Assignment: Check each line of the data, and copy those where "target" appears.

======== Data listing

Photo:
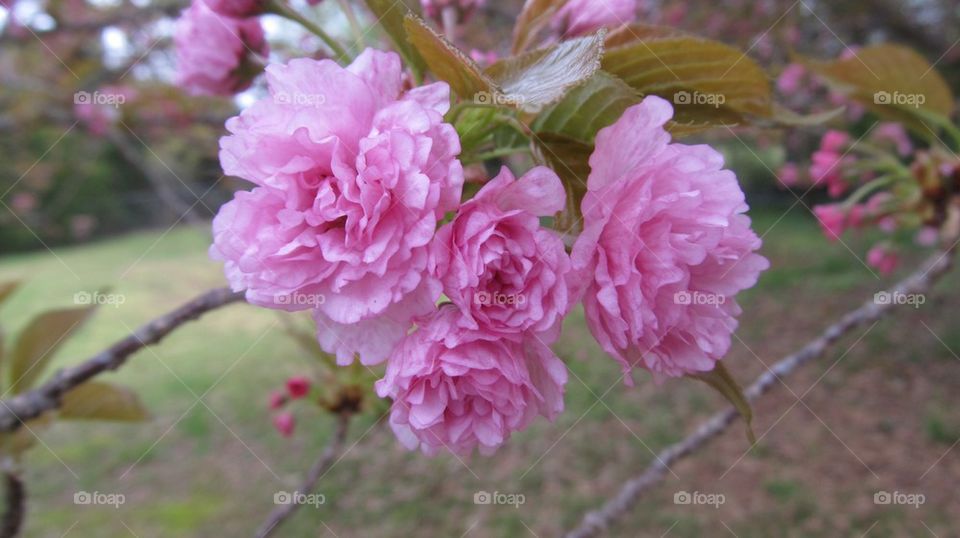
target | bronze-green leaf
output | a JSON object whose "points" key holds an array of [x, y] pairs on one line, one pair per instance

================
======== Data listing

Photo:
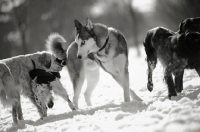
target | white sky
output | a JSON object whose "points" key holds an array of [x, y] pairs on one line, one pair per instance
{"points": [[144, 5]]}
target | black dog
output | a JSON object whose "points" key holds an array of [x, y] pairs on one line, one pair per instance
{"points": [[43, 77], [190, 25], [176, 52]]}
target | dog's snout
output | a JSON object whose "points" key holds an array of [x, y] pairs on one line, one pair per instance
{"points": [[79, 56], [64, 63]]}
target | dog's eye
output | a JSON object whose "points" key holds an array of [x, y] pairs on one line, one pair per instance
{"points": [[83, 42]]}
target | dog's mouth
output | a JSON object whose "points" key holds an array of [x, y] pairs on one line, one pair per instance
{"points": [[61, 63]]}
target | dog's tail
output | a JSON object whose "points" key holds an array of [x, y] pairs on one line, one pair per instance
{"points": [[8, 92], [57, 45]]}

================

Exercise output:
target | bronze-green leaf
target | white sky
target | black dog
target | dog's snout
target | dog's eye
target | dog's mouth
target | dog's tail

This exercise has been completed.